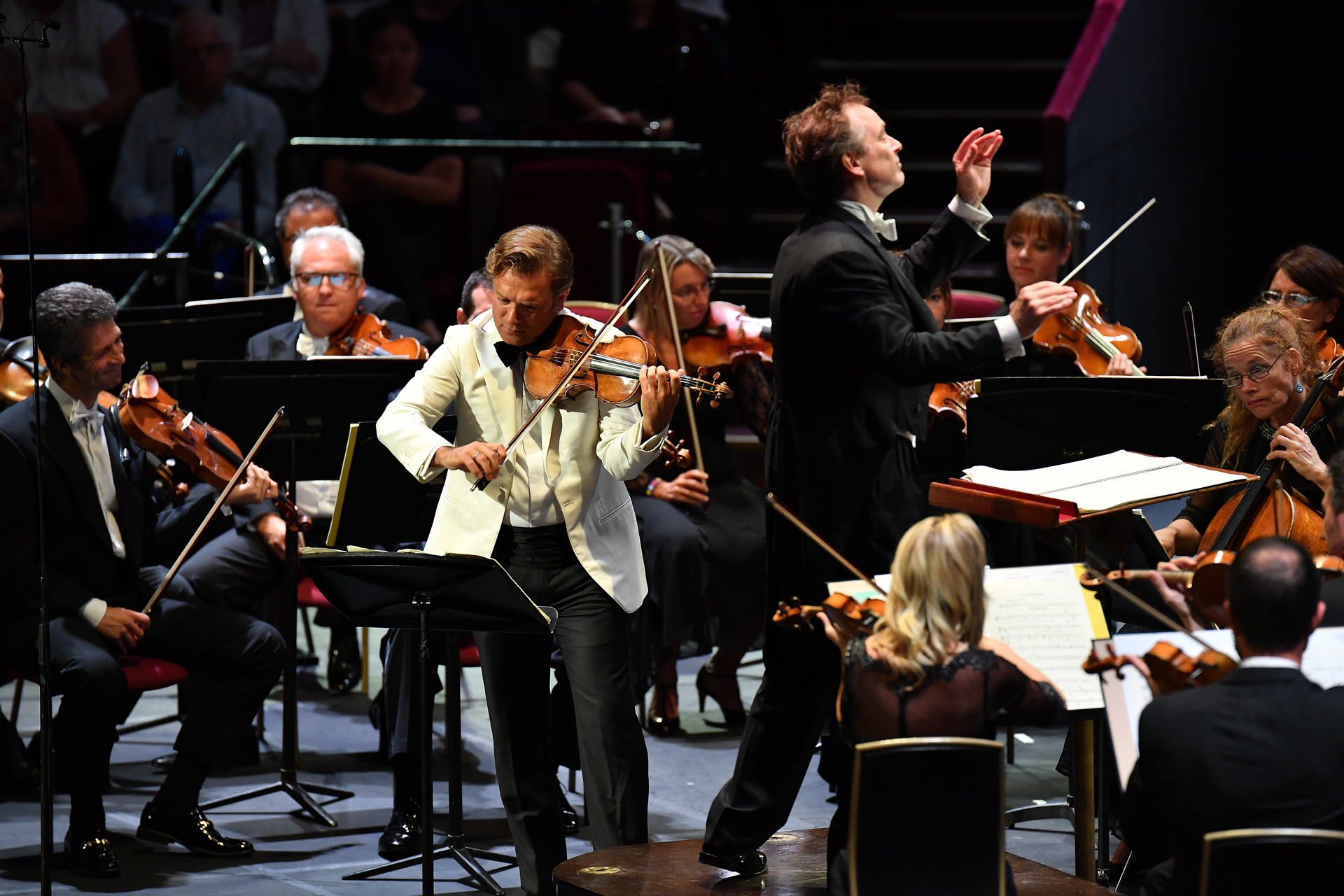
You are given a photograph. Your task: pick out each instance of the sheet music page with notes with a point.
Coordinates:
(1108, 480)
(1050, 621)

◆ ◆ ◆ ◆ ◆

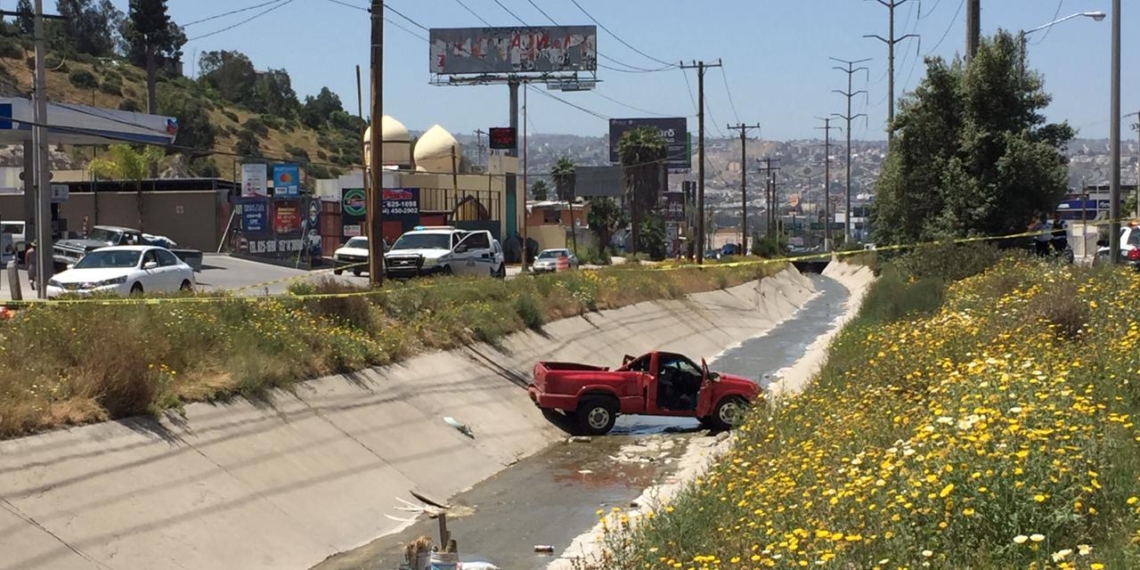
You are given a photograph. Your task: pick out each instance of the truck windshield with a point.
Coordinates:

◆ ◆ ◆ ◆ ◆

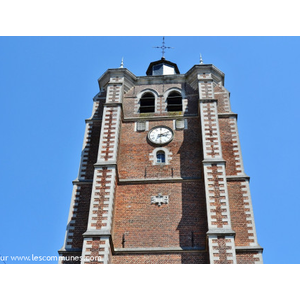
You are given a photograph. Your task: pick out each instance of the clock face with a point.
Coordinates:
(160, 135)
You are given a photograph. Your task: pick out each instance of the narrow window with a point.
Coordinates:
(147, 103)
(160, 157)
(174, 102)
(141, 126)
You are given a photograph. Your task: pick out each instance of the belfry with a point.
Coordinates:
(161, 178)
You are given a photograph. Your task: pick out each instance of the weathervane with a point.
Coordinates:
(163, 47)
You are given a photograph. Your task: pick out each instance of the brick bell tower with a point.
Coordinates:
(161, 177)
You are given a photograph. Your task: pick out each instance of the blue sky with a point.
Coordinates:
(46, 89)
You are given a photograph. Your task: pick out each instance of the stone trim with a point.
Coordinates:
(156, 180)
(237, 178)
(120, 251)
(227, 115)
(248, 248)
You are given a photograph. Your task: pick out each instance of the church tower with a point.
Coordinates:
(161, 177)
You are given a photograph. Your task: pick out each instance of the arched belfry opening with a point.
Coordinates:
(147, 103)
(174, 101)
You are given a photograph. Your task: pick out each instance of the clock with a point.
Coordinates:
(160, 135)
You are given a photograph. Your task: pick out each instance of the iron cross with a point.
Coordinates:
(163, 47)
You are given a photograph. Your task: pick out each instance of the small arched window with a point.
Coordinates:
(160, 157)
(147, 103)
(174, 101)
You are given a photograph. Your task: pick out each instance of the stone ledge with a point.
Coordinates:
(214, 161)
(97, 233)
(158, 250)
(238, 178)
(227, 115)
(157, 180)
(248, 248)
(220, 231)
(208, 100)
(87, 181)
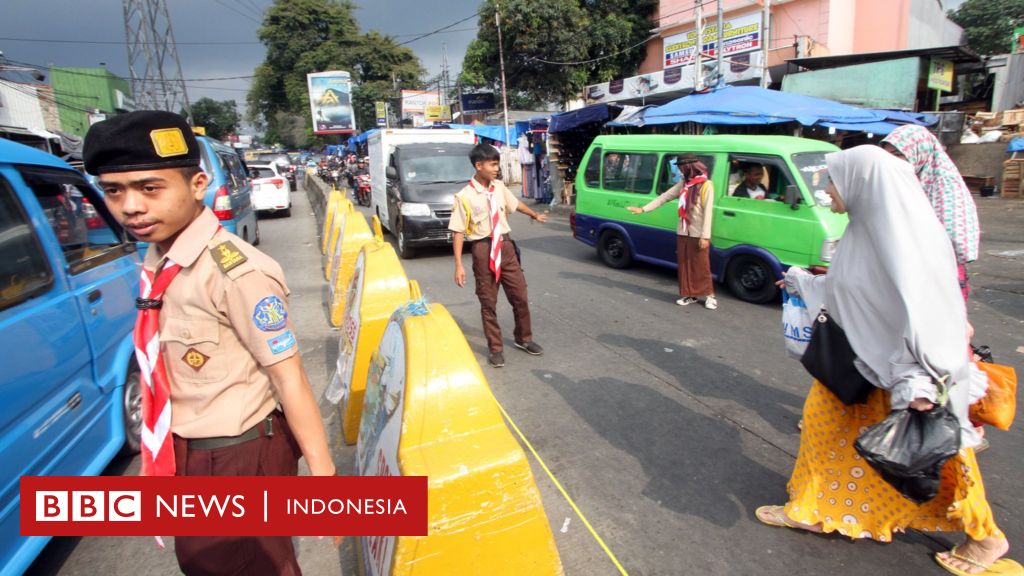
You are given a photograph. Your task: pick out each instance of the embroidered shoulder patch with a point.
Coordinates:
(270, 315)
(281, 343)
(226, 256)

◆ ◆ ◆ ◆ ◆

Transcribe the material from the line containing "notes with a point." through the line containing "(1050, 621)", keeping every line as it stands.

Result for this exercise:
You are given a photograph. Your task: pick out each instance of the sheet music page with notes with a point.
Coordinates:
(1108, 480)
(1050, 621)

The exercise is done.